Objectives:
• a. Please condense the paragraph of the Christmas movie recap that begins "We learn that she works at the bakery" into a short bulleted list, keeping its main facts.
• b. Carry on the Christmas movie recap, starting right after its last sentence.

══ Provided passage ══

Superdad says the kids can’t have a puppy though, because they’re not responsible enough. HOW HE WILL COME TO EAT HIS WORDS.

Superdad’s mother-in-law (more of her later, with added alcohol) is round the house now, giving the little ‘uns a hug, which they’re going to need, because Superdad’s bringing his new girlfriend over to stay. The children’s mother appears to have died quite recently, so I understand why they’re miffed at this woman’s arrival.

We learn that she works at the bakery (very good Christmas movie cliche job) and that her parents are dead. Elliott and Phoebe give her a right going-over, I mean, they are really mean to her for a pair of eight-year-olds. Their favoured nickname for her is “bleach-headed blondie”, which, whilst accurate, actually did make me feel a bit sorry for her. I will turn out to be wrong.

Dani runs out in tears and whilst in the bathroom sorting herself out, puts on Superdad’s late wife’s necklace. This will be significant, in as much as anything in these films can be called significant, because it shows us that the children are right and she really is a mean old hussy. The necklace is in plain sight when Superdad gives her a hug and makes sure she’s OK, which is ridiculous given he’ll kick off about her wearing it later.

═══
══ Source data ══

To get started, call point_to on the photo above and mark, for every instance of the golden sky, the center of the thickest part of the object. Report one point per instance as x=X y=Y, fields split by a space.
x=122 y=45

═══

Solved tasks:
• a.
- She works at the bakery, a typical Christmas movie job, and her parents are dead.
- Elliott and Phoebe, both eight, treat her very meanly.
- Their favorite nickname for her is "bleach-headed blondie."
- The nickname is accurate but made the writer feel a bit sorry for her, a feeling the writer will later see was wrong.

• b.
But who’s this at the door? It’s Kate from the animal charity and she’s got that ruddy puppy with her. She tells Elliott the dog hasn’t been able to stop crying since meeting him, so therefore he should have her (?), and Superdad is forced to agree. The kids name her Belle. But – “ATISHOO!” – yep, new girlf is totes allergic to dogs.

Here begins a rather rum montage section of the film where Dani sneezes all over things, including a mug of eggnog, which, in case you were wondering, does not take to being sneezed over very well. Yep, Dani is very allergic to this dog, she is also very allergic to Dean Cain’s children, so she decides to nip back from work one day and dognap Belle and take her to the pound to be put down. Boo! Hiss! Etc.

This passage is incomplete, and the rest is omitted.